- [WORK REQUIRED]:
Produce an exact copy of the line containing "Target: woman's face" and of every line after it in the material below, ending with the final line.

- [DATA IN THIS EXERCISE]:
--- --- ---

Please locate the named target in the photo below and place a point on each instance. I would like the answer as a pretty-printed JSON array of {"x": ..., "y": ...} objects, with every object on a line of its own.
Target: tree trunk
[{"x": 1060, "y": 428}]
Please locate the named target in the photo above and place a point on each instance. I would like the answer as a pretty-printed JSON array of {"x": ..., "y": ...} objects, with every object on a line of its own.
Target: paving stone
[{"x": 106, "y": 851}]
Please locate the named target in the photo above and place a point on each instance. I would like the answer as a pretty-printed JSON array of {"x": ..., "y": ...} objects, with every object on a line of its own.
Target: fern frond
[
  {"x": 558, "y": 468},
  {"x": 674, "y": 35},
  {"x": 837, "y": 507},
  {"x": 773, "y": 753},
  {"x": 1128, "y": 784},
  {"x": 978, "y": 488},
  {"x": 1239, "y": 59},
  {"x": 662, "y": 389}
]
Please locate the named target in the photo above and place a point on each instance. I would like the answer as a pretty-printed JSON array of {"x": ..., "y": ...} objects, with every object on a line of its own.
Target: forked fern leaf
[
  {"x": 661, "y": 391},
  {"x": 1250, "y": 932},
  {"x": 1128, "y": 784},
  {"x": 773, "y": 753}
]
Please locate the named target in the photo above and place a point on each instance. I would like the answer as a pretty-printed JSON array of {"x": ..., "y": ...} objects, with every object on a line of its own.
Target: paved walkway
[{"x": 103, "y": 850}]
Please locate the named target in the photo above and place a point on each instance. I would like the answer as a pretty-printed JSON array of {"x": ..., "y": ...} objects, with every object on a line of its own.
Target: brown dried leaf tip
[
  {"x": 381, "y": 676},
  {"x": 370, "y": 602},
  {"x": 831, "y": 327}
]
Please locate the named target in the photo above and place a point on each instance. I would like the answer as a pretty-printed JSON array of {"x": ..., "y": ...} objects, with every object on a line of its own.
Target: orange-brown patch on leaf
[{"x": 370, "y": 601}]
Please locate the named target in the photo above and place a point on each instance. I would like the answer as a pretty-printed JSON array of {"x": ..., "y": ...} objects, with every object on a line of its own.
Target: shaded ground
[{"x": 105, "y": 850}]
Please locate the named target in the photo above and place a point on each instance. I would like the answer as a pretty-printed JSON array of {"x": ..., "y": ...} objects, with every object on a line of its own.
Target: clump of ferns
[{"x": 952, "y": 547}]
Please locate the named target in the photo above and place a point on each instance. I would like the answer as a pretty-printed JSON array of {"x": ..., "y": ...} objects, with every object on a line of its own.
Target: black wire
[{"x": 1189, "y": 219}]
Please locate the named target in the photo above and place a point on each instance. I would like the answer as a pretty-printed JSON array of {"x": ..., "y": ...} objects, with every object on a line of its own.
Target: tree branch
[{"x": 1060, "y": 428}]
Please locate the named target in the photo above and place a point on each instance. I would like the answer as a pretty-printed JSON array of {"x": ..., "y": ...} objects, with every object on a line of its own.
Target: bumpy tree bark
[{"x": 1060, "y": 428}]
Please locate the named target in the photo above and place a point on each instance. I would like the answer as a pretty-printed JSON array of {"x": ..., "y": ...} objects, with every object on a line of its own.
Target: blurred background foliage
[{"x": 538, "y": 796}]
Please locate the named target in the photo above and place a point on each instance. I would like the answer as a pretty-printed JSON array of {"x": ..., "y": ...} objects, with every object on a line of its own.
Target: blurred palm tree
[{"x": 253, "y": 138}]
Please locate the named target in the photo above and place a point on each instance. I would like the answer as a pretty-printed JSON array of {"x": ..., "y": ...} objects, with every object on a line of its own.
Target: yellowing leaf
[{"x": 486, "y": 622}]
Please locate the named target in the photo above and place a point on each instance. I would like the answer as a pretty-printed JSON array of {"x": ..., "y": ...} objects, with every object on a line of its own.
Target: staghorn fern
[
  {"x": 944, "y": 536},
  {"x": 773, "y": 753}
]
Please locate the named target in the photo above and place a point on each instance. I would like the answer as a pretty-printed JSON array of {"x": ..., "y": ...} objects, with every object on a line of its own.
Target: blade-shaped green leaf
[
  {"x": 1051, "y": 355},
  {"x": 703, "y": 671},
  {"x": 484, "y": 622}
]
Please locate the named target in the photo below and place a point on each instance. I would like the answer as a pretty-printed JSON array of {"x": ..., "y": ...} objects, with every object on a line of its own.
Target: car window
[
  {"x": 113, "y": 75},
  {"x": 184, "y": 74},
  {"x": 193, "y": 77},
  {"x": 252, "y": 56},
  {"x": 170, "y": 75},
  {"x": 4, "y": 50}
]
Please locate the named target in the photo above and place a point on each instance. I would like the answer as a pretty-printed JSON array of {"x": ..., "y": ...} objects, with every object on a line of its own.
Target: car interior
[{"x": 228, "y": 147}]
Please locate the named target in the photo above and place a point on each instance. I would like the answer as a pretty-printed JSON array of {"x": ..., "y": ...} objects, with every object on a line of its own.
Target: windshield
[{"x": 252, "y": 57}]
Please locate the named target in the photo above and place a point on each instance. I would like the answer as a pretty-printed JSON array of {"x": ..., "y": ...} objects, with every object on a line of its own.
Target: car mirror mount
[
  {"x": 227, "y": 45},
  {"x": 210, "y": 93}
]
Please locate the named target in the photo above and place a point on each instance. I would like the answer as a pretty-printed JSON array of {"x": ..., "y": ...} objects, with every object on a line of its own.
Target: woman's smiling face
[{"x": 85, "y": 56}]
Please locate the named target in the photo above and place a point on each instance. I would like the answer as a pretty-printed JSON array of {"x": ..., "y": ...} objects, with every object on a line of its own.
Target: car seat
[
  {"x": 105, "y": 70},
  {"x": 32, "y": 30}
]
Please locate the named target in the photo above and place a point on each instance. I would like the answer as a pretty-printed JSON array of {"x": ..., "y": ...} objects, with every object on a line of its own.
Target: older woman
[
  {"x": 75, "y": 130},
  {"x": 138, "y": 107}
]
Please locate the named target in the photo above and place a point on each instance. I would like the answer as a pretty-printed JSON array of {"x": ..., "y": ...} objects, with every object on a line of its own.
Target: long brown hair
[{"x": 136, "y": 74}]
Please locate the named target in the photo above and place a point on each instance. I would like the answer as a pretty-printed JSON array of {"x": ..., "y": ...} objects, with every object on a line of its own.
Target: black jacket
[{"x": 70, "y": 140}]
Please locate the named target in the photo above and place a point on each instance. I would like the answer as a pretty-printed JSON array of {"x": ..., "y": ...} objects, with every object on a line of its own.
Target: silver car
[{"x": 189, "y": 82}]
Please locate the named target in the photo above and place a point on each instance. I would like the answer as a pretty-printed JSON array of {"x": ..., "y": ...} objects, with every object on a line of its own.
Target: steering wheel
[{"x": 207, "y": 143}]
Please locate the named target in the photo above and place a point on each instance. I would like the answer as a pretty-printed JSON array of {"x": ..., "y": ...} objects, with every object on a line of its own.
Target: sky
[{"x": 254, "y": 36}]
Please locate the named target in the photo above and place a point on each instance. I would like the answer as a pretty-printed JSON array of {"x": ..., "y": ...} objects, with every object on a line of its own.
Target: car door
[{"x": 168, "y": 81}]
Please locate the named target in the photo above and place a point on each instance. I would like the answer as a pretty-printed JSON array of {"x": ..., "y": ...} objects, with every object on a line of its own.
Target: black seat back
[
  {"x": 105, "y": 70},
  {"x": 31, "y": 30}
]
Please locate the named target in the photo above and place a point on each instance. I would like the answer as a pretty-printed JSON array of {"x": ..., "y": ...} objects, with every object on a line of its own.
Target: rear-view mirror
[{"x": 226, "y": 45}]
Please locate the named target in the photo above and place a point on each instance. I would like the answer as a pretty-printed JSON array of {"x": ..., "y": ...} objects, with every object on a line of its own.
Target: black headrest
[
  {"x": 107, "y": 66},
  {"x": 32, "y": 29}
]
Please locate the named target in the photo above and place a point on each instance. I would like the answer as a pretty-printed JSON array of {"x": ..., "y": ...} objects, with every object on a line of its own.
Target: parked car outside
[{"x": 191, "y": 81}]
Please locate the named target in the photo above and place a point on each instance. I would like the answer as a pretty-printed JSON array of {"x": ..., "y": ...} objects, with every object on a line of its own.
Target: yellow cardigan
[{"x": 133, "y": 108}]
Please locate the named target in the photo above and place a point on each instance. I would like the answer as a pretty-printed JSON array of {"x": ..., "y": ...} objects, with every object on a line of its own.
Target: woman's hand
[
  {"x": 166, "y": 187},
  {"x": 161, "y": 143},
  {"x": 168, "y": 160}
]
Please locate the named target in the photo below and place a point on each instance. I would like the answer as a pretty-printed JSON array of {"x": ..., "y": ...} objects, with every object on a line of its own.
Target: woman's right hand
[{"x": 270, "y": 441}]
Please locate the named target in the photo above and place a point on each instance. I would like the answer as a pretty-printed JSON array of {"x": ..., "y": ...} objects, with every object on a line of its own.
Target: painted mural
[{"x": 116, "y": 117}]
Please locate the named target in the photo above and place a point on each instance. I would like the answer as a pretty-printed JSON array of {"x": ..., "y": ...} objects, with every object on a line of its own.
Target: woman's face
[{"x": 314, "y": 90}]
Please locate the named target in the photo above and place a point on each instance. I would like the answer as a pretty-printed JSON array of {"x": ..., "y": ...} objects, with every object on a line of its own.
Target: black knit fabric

--- --- ---

- [SOLUTION FOR THIS EXERCISE]:
Target: woman's face
[{"x": 314, "y": 90}]
Please locate the named target in the photo above and place a point on each instance. I would like the answer as a pretty-printed JSON array of {"x": ..., "y": ...} objects, with every object on a line of its own.
Target: black knit fabric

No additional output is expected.